▼
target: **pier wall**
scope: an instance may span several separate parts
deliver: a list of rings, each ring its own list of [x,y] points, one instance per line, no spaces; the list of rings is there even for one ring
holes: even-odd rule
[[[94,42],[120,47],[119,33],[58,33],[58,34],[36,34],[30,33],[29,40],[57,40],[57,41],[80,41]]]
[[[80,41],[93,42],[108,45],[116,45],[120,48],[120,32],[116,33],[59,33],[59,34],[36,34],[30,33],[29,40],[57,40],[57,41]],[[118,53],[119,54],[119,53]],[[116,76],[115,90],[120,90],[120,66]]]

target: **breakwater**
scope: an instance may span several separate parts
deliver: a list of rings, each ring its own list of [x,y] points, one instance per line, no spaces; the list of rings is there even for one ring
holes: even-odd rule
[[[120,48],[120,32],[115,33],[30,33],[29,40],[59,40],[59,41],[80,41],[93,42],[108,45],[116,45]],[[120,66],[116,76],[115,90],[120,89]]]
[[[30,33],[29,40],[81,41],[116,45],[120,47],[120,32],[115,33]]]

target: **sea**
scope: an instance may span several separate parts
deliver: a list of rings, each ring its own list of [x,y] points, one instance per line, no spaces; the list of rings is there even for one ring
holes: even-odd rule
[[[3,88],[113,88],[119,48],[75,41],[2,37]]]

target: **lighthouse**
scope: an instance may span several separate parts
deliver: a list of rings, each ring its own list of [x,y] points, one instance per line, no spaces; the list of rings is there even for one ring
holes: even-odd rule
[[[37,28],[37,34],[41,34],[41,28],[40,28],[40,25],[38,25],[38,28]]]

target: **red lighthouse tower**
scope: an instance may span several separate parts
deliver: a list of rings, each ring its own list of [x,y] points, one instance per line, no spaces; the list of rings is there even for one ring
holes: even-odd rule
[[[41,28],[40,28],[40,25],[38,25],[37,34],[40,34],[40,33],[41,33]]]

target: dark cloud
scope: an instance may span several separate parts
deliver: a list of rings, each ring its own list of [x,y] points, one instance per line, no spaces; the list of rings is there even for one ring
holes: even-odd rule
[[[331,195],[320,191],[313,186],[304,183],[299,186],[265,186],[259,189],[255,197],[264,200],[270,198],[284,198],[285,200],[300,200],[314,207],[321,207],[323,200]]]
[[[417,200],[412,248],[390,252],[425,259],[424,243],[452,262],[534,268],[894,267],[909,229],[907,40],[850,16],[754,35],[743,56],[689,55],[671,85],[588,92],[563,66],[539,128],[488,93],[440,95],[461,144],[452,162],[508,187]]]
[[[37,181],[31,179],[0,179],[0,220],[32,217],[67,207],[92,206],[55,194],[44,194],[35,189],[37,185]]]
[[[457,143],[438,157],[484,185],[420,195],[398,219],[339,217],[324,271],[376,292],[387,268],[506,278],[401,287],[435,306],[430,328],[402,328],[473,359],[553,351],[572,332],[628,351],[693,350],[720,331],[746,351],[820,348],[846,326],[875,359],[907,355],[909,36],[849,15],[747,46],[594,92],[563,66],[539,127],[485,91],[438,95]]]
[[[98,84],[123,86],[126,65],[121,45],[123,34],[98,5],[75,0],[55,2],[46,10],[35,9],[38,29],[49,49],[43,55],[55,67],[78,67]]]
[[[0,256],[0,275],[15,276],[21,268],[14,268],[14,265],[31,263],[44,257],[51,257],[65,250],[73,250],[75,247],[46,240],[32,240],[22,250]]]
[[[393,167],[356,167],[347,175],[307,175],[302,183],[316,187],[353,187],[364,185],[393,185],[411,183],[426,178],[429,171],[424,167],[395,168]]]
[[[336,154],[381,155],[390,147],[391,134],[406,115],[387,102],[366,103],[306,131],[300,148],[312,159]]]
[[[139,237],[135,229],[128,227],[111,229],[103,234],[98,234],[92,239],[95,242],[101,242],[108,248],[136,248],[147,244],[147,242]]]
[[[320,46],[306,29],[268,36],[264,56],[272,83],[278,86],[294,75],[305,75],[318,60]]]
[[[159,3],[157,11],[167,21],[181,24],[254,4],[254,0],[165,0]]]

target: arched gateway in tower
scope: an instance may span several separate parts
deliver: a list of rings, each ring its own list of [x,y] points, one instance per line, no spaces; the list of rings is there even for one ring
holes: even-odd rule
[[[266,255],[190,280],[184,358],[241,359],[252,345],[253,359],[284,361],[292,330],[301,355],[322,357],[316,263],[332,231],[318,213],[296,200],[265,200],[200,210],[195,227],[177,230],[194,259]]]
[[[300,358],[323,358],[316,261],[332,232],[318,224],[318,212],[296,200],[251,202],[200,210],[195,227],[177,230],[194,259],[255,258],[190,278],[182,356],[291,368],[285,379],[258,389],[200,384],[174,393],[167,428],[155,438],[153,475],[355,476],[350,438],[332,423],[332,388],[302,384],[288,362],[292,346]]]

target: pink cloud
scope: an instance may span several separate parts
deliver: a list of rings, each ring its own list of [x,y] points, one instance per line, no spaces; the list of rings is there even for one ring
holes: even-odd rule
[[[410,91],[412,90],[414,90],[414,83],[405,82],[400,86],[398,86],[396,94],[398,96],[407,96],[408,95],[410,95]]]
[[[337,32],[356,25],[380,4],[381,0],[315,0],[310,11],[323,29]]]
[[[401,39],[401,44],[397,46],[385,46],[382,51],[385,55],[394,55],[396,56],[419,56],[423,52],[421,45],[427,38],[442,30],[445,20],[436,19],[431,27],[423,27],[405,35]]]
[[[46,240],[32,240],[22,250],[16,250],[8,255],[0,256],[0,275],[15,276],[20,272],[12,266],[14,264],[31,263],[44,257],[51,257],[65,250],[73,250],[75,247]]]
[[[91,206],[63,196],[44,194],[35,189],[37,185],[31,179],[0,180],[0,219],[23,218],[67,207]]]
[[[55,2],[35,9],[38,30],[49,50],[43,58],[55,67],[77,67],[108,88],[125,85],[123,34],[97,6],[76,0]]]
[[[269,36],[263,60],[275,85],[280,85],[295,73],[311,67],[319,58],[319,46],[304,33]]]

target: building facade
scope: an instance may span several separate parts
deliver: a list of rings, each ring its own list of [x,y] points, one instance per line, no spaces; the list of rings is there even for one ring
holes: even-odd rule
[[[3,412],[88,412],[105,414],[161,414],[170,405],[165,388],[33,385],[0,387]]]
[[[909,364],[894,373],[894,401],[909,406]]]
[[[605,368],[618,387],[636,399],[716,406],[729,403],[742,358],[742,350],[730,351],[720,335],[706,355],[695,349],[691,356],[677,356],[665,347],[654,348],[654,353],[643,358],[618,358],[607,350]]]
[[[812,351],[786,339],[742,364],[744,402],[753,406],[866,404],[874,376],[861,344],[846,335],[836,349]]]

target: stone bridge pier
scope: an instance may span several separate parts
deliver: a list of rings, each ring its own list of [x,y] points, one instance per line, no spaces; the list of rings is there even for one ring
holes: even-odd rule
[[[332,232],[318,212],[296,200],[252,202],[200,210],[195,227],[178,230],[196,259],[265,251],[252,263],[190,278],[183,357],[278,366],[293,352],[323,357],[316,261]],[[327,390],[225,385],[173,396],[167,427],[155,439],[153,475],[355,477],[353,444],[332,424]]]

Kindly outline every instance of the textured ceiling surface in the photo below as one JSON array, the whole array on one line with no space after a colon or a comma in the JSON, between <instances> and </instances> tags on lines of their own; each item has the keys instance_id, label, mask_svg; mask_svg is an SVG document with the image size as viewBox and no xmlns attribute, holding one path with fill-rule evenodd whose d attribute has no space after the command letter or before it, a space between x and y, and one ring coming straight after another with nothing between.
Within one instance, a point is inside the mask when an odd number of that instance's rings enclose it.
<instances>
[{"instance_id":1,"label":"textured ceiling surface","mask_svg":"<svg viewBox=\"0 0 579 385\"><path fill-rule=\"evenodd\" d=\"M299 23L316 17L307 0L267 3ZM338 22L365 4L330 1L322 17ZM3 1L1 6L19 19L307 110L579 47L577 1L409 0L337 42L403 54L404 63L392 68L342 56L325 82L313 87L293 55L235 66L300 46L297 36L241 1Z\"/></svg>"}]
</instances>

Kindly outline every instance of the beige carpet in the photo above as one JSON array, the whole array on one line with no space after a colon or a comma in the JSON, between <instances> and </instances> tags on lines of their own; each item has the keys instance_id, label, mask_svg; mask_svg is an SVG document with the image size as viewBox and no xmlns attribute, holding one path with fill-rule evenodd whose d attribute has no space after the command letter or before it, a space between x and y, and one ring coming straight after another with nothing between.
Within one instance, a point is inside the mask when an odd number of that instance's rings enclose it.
▲
Reproduce only the lines from the line containing "Kindly outline every instance of the beige" to the last line of the material above, both of those lines included.

* [WRITTEN SOLUTION]
Kindly outline every instance of the beige carpet in the photo above as one JSON array, the whole array on one line with no space after a colon or a comma in the JSON, between <instances> and </instances> tags on lines of their own; each item has the keys instance_id, label, mask_svg; mask_svg is an SVG document with the image size as viewBox and no xmlns attribute, holding one path with fill-rule evenodd whose d attribute has no space after the command letter or before it, a space between x and y, and one ring coming straight after another with nothing between.
Within one instance, a point is inside the mask when an odd number of that instance's rings enclose it.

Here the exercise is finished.